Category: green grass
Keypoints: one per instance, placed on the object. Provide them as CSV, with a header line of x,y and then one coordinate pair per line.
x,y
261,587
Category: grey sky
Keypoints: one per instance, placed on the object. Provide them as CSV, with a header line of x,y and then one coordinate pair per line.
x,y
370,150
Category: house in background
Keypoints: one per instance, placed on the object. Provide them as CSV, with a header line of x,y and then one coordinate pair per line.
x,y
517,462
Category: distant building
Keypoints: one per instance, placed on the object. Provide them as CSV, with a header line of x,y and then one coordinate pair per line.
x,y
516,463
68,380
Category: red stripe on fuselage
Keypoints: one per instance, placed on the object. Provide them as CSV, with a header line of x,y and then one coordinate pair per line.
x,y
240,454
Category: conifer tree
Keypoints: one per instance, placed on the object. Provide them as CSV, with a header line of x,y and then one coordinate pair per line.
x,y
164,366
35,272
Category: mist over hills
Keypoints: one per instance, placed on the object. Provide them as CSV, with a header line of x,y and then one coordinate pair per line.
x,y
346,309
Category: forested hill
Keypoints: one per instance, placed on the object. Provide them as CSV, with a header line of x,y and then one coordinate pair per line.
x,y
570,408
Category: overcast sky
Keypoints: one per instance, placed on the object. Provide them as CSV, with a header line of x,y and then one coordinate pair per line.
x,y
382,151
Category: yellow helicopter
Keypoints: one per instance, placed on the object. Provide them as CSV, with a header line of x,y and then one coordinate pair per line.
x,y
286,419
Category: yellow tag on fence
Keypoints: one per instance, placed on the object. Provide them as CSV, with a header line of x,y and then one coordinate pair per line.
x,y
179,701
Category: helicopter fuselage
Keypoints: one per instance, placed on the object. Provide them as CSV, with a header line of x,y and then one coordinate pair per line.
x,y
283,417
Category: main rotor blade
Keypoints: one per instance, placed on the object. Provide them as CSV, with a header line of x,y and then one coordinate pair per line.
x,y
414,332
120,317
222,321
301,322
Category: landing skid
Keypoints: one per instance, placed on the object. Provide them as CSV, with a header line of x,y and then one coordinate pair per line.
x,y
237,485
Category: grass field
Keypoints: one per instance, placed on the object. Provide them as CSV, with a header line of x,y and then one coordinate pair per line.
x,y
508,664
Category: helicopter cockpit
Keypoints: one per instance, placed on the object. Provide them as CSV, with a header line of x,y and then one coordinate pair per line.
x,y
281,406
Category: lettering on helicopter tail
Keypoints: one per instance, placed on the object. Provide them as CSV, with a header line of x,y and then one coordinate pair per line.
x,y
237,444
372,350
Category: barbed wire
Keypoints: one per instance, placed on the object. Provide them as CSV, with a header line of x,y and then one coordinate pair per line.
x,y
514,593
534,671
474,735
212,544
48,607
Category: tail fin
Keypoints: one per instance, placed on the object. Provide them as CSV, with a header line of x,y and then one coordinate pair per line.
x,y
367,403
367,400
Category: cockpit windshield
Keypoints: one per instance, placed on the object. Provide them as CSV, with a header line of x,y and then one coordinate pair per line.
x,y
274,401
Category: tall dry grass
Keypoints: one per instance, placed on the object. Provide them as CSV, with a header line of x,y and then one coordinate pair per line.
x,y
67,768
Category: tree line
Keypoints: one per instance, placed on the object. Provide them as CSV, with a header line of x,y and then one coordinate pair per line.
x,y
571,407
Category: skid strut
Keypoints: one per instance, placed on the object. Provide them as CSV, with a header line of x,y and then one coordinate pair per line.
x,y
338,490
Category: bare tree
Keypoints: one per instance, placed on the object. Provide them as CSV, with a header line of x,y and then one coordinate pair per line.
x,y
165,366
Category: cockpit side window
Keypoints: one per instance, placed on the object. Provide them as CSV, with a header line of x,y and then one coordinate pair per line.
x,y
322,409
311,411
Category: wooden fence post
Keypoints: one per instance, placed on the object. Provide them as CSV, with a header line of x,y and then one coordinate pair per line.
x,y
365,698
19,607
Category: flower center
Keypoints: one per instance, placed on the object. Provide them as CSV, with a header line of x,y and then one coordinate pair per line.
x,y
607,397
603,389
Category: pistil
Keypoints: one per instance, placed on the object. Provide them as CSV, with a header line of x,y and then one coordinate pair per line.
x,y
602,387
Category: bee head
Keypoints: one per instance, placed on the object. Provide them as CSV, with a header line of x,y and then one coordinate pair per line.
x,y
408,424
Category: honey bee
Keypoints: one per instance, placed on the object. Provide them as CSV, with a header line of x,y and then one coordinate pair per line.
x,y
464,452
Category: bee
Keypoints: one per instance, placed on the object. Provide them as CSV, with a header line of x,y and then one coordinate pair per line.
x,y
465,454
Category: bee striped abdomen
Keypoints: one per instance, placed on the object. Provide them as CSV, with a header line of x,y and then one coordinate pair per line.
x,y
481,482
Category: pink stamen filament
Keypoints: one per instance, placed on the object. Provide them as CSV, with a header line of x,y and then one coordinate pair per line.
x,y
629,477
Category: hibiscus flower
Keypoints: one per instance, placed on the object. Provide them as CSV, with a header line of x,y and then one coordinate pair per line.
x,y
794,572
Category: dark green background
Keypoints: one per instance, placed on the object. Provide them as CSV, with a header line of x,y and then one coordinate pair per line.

──────

• Requirements
Return all of the records above unchanged, line for line.

• Final answer
Category: green grass
Keypoints: one per instance, placed on the object. Provide them as CSV, with a header line of x,y and then one coordinate pair per line.
x,y
261,587
Category: grey sky
Keypoints: one per instance, placed on the object. Provide them as CSV, with a header line of x,y and then one coordinate pair per line.
x,y
370,150
Category: house in background
Keypoints: one per instance, placed on the object. Provide them as CSV, with a header line of x,y and then one coordinate pair per line.
x,y
517,462
Category: distant building
Keypoints: one per instance, placed on the object. Provide them as CSV, with a header line of x,y and then one coordinate pair per line.
x,y
516,463
68,380
Category: red stripe on fuselage
Keypoints: one per instance, placed on the object. Provide them as CSV, with a header line of x,y and then one coordinate pair per line.
x,y
240,454
Category: conifer tree
Keypoints: one per instance, placed on the object. Provide them as CSV, with a header line of x,y and then one coordinate pair per line.
x,y
164,366
35,272
Category: mist over hills
Keypoints: one per instance, placed on the object. Provide them as CSV, with a header line of x,y and then one coordinate pair per line.
x,y
346,309
Category: forested hill
Keypoints: one per instance, placed on the object. Provide them as CSV, with a header line of x,y and then one coordinate pair per line.
x,y
570,408
Category: overcast sky
Keypoints: one per instance, placed on the object. Provide them as CSV, with a header line of x,y and then one coordinate pair per line.
x,y
382,151
Category: yellow helicopter
Keypoints: one per instance, placed on the object. Provide them as CSV, with a header line of x,y and then one coordinate pair per line.
x,y
286,419
Category: yellow tag on fence
Keypoints: one per instance, placed on the object. Provide them as CSV, with a header line of x,y and then one coordinate pair per line.
x,y
179,701
Category: helicopter fuselage
Keypoints: one per instance, placed on the object. Provide them as CSV, with a header line of x,y and then one coordinate pair per line.
x,y
283,417
Category: main rotor blade
Keypoints: one per instance, placed on the object. Provide them as CSV, with a header line of x,y and then one coordinate pair per line.
x,y
414,332
120,317
222,321
301,322
Category: landing skid
Keypoints: one per instance, placed on the object. Provide them as CSV, with a header line of x,y and then one coordinate pair per line.
x,y
237,485
Category: grass field
Keypoints: one per instance, placed on the object. Provide them as CSV, with a header line of x,y and then one coordinate pair per line.
x,y
508,664
Category: helicopter cockpit
Keypoints: one per instance, placed on the object. Provide them as CSV, with a header line of x,y and then one coordinate pair per line.
x,y
281,406
Category: lettering on helicopter tail
Keypoints: one per instance, placed on the object. Provide them as CSV, with a header line of x,y and then one coordinate pair per line.
x,y
237,444
372,350
Category: barbed wire
Keypoints: one per instance, placed on the object. Provide them as CSV, with a header line of x,y and then one coordinate pair per line.
x,y
514,593
534,671
474,735
212,544
48,607
Category: tail fin
Keypoints: one per instance, placed on the object. Provide them as CSV, with a header line of x,y and then one coordinate pair per line.
x,y
367,403
367,400
Category: cockpit windshield
Keypoints: one per instance, placed on the object. Provide them as CSV, with a header line of x,y and then one coordinate pair per line.
x,y
274,401
Category: tall dry grass
Keypoints: one per instance, placed on the object. Provide them as CSV, with a header line of x,y and then one coordinate pair per line.
x,y
67,768
Category: tree line
Keypoints: one per instance, placed on the object. Provide them as CSV, with a header line of x,y and then one coordinate pair per line.
x,y
571,407
Category: skid strut
Keypoints: one per instance, placed on the object. Provide them as CSV, with a header line of x,y and then one coordinate pair per line.
x,y
338,490
Category: bare tree
Keypoints: one per instance, placed on the object. Provide them as CSV, with a header line of x,y and then one coordinate pair per line.
x,y
165,366
Category: cockpit side window
Keypoints: one per instance, placed on the object. Provide them as CSV, with a header line of x,y and then one coordinate pair per line.
x,y
322,409
311,411
Category: wooden fence post
Keypoints: one per instance, placed on the object. Provide them as CSV, with a header line of x,y and then one coordinate pair per line.
x,y
365,698
19,607
Category: flower center
Keypoints: one per instance, placed on the object. Provide them as CSV, with a header line of x,y and then one coordinate pair per line.
x,y
607,397
603,389
Category: pistil
Keypoints: one per instance, placed on the object. Provide them as CSV, with a header line of x,y and then one coordinate pair per line.
x,y
602,387
Category: bee head
Keypoints: one per instance, placed on the object. Provide them as CSV, with a header line of x,y and then one coordinate pair per line.
x,y
408,424
Category: honey bee
Keypoints: one per instance, placed on the object. Provide them as CSV, with a header line of x,y and then one coordinate pair per line.
x,y
464,452
Category: bee
Keypoints: one per instance, placed on the object. Provide them as CSV, with a header line of x,y and then one coordinate pair per line.
x,y
465,454
Category: bee striped abdomen
Keypoints: one per instance, placed on the object. Provide them as CSV, with a header line of x,y and then one coordinate pair per line.
x,y
481,482
Category: pink stamen filament
Keypoints: one per instance, placed on the object. Provide them as CSV, with a header line of x,y and then one coordinate pair per line.
x,y
629,477
Category: hibiscus flower
Keypoints: one per instance, placed on the object. Provide them as CSV, with a header line of x,y and then one coordinate pair per line.
x,y
794,572
Category: dark green background
Keypoints: one per instance, placed on the object. Provide them as CSV, with a header line of x,y and then one coordinate pair per line.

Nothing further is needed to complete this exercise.